======== Dataset content ========

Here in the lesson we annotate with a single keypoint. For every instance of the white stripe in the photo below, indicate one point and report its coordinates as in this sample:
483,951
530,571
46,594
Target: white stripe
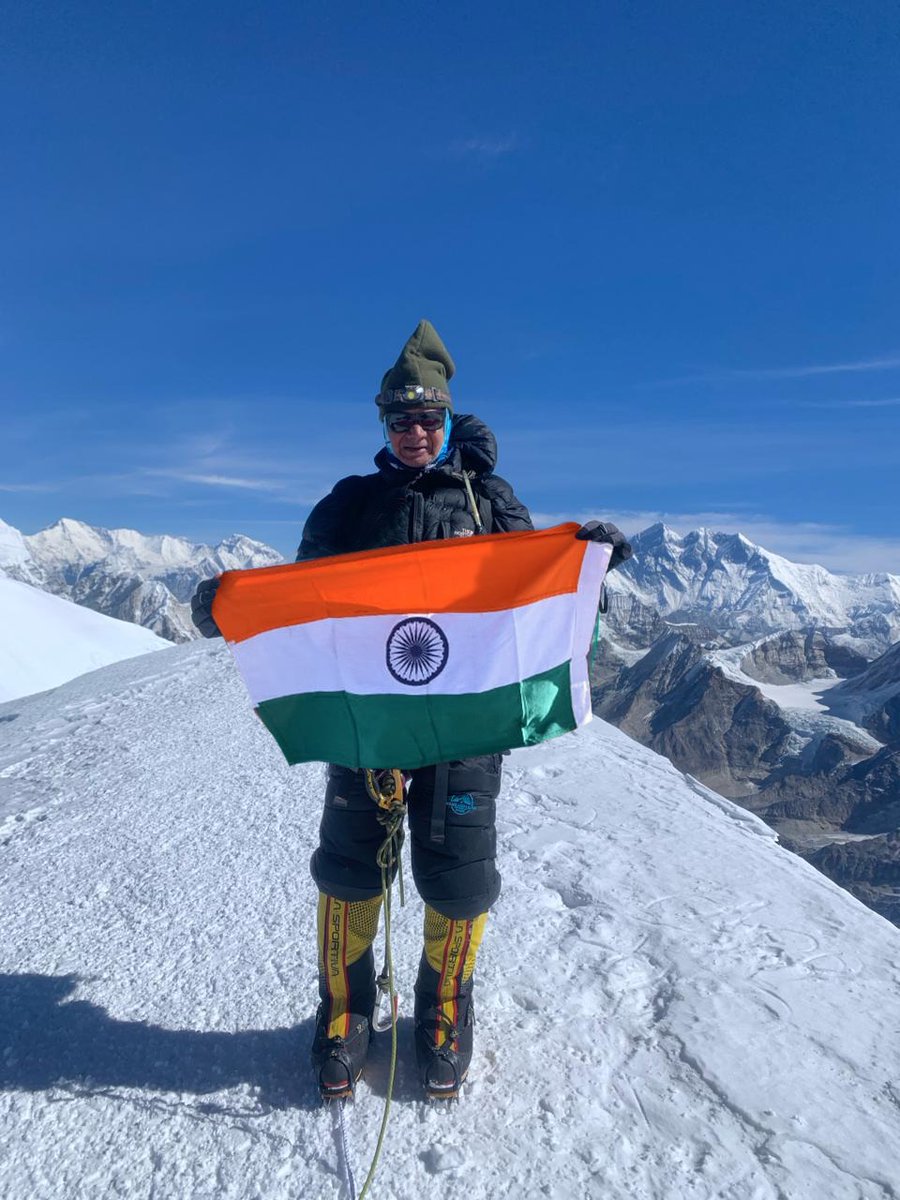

========

▶ **Exercise objective**
Copy the full listing above word for word, leaving out the picture.

▶ **Expected output**
Here in the lesson we annotate with a single keypoint. For every instance of the white stripe in the photo below, indicate one point and report its coordinates as in this sample:
483,951
530,571
46,594
Target: white stripe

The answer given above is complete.